▶ PROBLEM TO SOLVE
Rewrite the items from the line with "Box the fish mouth." up to and including the line with "[0,383,306,410]", requests included, and shift every bounding box coordinate in the answers up by 68. Leave the picture out.

▶ Dataset records
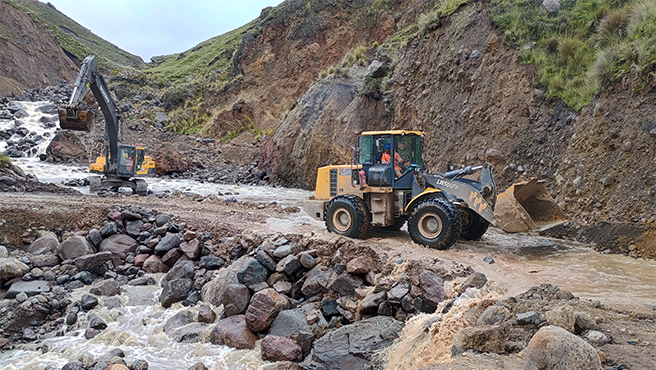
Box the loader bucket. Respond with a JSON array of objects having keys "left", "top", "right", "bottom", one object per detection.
[
  {"left": 494, "top": 178, "right": 567, "bottom": 233},
  {"left": 58, "top": 108, "right": 93, "bottom": 131}
]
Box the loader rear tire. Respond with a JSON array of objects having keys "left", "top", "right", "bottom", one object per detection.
[
  {"left": 460, "top": 209, "right": 490, "bottom": 240},
  {"left": 408, "top": 197, "right": 461, "bottom": 250},
  {"left": 324, "top": 195, "right": 371, "bottom": 238}
]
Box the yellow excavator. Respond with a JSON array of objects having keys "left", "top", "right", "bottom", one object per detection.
[
  {"left": 58, "top": 56, "right": 156, "bottom": 195},
  {"left": 303, "top": 130, "right": 564, "bottom": 249}
]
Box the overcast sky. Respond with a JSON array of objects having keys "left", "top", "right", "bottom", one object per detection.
[{"left": 41, "top": 0, "right": 282, "bottom": 62}]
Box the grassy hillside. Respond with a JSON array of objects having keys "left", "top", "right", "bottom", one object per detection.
[
  {"left": 146, "top": 21, "right": 257, "bottom": 84},
  {"left": 5, "top": 0, "right": 143, "bottom": 69},
  {"left": 492, "top": 0, "right": 656, "bottom": 110}
]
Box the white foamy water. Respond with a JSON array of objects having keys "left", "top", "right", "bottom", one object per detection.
[{"left": 0, "top": 285, "right": 264, "bottom": 370}]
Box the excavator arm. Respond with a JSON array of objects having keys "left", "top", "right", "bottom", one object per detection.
[{"left": 59, "top": 55, "right": 121, "bottom": 174}]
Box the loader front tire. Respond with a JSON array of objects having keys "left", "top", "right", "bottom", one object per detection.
[
  {"left": 460, "top": 209, "right": 490, "bottom": 240},
  {"left": 324, "top": 195, "right": 371, "bottom": 238},
  {"left": 408, "top": 197, "right": 461, "bottom": 250}
]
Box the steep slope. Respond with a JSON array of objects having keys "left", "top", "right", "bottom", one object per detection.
[
  {"left": 0, "top": 0, "right": 77, "bottom": 96},
  {"left": 3, "top": 0, "right": 143, "bottom": 69},
  {"left": 262, "top": 2, "right": 656, "bottom": 228}
]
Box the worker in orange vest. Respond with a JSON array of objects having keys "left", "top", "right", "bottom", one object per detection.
[{"left": 380, "top": 144, "right": 405, "bottom": 178}]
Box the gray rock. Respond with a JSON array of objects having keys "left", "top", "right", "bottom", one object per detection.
[
  {"left": 164, "top": 310, "right": 194, "bottom": 333},
  {"left": 524, "top": 326, "right": 602, "bottom": 370},
  {"left": 74, "top": 251, "right": 113, "bottom": 271},
  {"left": 515, "top": 311, "right": 547, "bottom": 325},
  {"left": 540, "top": 0, "right": 560, "bottom": 13},
  {"left": 451, "top": 325, "right": 510, "bottom": 356},
  {"left": 298, "top": 252, "right": 317, "bottom": 270},
  {"left": 545, "top": 305, "right": 576, "bottom": 333},
  {"left": 161, "top": 260, "right": 194, "bottom": 286},
  {"left": 5, "top": 280, "right": 50, "bottom": 299},
  {"left": 155, "top": 233, "right": 182, "bottom": 256},
  {"left": 223, "top": 284, "right": 251, "bottom": 316},
  {"left": 276, "top": 254, "right": 301, "bottom": 276},
  {"left": 99, "top": 234, "right": 139, "bottom": 260},
  {"left": 57, "top": 236, "right": 96, "bottom": 261},
  {"left": 30, "top": 253, "right": 61, "bottom": 267},
  {"left": 476, "top": 305, "right": 510, "bottom": 326},
  {"left": 301, "top": 264, "right": 336, "bottom": 297},
  {"left": 125, "top": 220, "right": 144, "bottom": 239},
  {"left": 209, "top": 315, "right": 258, "bottom": 349},
  {"left": 87, "top": 229, "right": 103, "bottom": 248},
  {"left": 261, "top": 335, "right": 303, "bottom": 362},
  {"left": 71, "top": 271, "right": 94, "bottom": 285},
  {"left": 27, "top": 232, "right": 59, "bottom": 254},
  {"left": 330, "top": 273, "right": 362, "bottom": 296},
  {"left": 255, "top": 249, "right": 276, "bottom": 272},
  {"left": 89, "top": 279, "right": 121, "bottom": 297},
  {"left": 457, "top": 272, "right": 487, "bottom": 294},
  {"left": 0, "top": 258, "right": 30, "bottom": 283},
  {"left": 246, "top": 289, "right": 290, "bottom": 333},
  {"left": 309, "top": 316, "right": 403, "bottom": 369},
  {"left": 273, "top": 244, "right": 292, "bottom": 259},
  {"left": 159, "top": 279, "right": 194, "bottom": 308},
  {"left": 360, "top": 292, "right": 386, "bottom": 315},
  {"left": 269, "top": 304, "right": 326, "bottom": 338},
  {"left": 387, "top": 283, "right": 410, "bottom": 303},
  {"left": 419, "top": 270, "right": 444, "bottom": 307},
  {"left": 100, "top": 221, "right": 118, "bottom": 238}
]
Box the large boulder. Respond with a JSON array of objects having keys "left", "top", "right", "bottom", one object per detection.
[
  {"left": 451, "top": 325, "right": 510, "bottom": 356},
  {"left": 306, "top": 316, "right": 403, "bottom": 370},
  {"left": 153, "top": 143, "right": 189, "bottom": 175},
  {"left": 99, "top": 234, "right": 139, "bottom": 259},
  {"left": 46, "top": 130, "right": 87, "bottom": 162},
  {"left": 57, "top": 236, "right": 96, "bottom": 261},
  {"left": 159, "top": 279, "right": 194, "bottom": 308},
  {"left": 74, "top": 251, "right": 113, "bottom": 271},
  {"left": 201, "top": 257, "right": 268, "bottom": 307},
  {"left": 210, "top": 315, "right": 258, "bottom": 349},
  {"left": 525, "top": 326, "right": 602, "bottom": 370},
  {"left": 246, "top": 288, "right": 290, "bottom": 332}
]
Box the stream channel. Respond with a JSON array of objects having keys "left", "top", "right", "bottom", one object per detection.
[{"left": 0, "top": 102, "right": 656, "bottom": 370}]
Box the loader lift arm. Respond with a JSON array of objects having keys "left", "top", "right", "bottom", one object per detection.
[{"left": 61, "top": 55, "right": 121, "bottom": 174}]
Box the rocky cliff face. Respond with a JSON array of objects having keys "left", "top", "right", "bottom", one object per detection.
[
  {"left": 0, "top": 1, "right": 78, "bottom": 96},
  {"left": 205, "top": 0, "right": 401, "bottom": 135},
  {"left": 262, "top": 3, "right": 656, "bottom": 221}
]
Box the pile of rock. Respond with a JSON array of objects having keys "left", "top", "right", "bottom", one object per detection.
[{"left": 0, "top": 207, "right": 471, "bottom": 367}]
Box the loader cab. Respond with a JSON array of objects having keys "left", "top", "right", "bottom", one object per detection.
[{"left": 357, "top": 131, "right": 424, "bottom": 189}]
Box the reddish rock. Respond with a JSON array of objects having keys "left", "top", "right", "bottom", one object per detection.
[
  {"left": 210, "top": 315, "right": 258, "bottom": 349},
  {"left": 142, "top": 255, "right": 169, "bottom": 274},
  {"left": 262, "top": 335, "right": 303, "bottom": 361},
  {"left": 246, "top": 288, "right": 290, "bottom": 332}
]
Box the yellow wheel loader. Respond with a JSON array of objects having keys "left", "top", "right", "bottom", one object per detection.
[{"left": 304, "top": 130, "right": 496, "bottom": 249}]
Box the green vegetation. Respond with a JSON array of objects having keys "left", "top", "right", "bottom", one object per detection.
[
  {"left": 0, "top": 154, "right": 11, "bottom": 168},
  {"left": 145, "top": 21, "right": 257, "bottom": 84},
  {"left": 492, "top": 0, "right": 656, "bottom": 110},
  {"left": 6, "top": 0, "right": 143, "bottom": 70}
]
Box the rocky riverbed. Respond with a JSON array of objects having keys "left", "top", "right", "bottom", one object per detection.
[{"left": 0, "top": 191, "right": 656, "bottom": 369}]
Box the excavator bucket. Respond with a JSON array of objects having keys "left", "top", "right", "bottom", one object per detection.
[
  {"left": 494, "top": 178, "right": 567, "bottom": 233},
  {"left": 58, "top": 108, "right": 93, "bottom": 131}
]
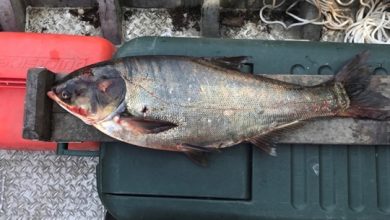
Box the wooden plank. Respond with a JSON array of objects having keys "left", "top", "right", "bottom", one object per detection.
[
  {"left": 23, "top": 68, "right": 54, "bottom": 141},
  {"left": 200, "top": 0, "right": 220, "bottom": 37},
  {"left": 26, "top": 0, "right": 96, "bottom": 7},
  {"left": 0, "top": 0, "right": 26, "bottom": 31},
  {"left": 97, "top": 0, "right": 122, "bottom": 44},
  {"left": 51, "top": 75, "right": 390, "bottom": 145}
]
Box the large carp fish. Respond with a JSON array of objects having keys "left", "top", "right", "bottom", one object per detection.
[{"left": 48, "top": 52, "right": 390, "bottom": 163}]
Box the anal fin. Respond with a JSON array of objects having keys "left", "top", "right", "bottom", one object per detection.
[
  {"left": 248, "top": 135, "right": 278, "bottom": 157},
  {"left": 247, "top": 121, "right": 303, "bottom": 156},
  {"left": 183, "top": 150, "right": 208, "bottom": 167}
]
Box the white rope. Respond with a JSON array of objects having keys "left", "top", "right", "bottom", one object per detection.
[
  {"left": 259, "top": 0, "right": 353, "bottom": 30},
  {"left": 259, "top": 0, "right": 390, "bottom": 43},
  {"left": 344, "top": 0, "right": 390, "bottom": 44}
]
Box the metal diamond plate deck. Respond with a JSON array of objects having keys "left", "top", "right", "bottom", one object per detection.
[{"left": 0, "top": 150, "right": 104, "bottom": 219}]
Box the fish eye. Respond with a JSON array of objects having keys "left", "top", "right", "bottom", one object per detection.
[{"left": 61, "top": 90, "right": 70, "bottom": 99}]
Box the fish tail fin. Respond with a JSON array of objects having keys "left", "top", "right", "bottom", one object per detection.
[{"left": 334, "top": 51, "right": 390, "bottom": 120}]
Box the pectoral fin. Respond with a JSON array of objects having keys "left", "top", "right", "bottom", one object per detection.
[{"left": 114, "top": 116, "right": 177, "bottom": 134}]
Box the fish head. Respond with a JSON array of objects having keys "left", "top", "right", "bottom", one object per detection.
[{"left": 47, "top": 66, "right": 126, "bottom": 125}]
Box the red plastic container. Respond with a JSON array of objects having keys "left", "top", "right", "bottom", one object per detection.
[{"left": 0, "top": 32, "right": 115, "bottom": 150}]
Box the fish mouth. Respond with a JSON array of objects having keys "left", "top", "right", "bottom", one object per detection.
[{"left": 47, "top": 91, "right": 95, "bottom": 125}]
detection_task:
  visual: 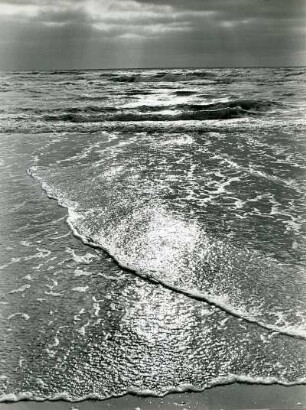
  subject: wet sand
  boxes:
[0,384,306,410]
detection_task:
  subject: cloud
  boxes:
[0,0,306,68]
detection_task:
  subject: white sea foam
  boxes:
[0,374,306,403]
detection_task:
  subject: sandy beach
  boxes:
[0,384,306,410]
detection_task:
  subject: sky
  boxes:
[0,0,306,70]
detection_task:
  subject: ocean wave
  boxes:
[111,71,216,83]
[29,163,306,339]
[40,100,279,123]
[0,374,306,403]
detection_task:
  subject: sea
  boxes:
[0,67,306,401]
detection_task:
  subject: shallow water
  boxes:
[0,69,306,400]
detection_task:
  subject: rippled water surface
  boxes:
[0,68,306,400]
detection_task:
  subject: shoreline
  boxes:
[0,383,306,410]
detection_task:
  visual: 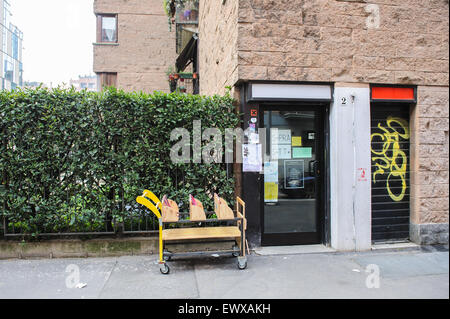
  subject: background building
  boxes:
[0,0,23,90]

▶ EXERCISE OUTPUT
Box the fish mouth. Respond with a JSON array of objects having keys "left", "top", "right", "bottom", one object per detection.
[{"left": 115, "top": 159, "right": 163, "bottom": 193}]
detection_task:
  visual: 
  subject: wet sand
  boxes:
[68,452,374,478]
detection_task:
  subject: cloud
  boxes:
[68,68,374,136]
detection_task:
  subject: white sea foam
  boxes:
[68,442,374,471]
detection_task:
  subject: sandy beach
  boxes:
[68,452,374,478]
detection_task:
  subject: sky
  boxes:
[68,68,374,138]
detection_task:
  subject: ocean wave
  boxes:
[179,139,284,151]
[97,231,374,407]
[108,168,347,191]
[68,442,374,471]
detection_task:
  subject: sea
  boxes:
[68,135,374,469]
detection_task:
  subject: shallow water
  boxes:
[68,137,374,468]
detection_task:
  subject: rippled water surface
  boxes:
[68,136,374,468]
detection_task:
  subject: shoreline
  boxes:
[68,451,374,478]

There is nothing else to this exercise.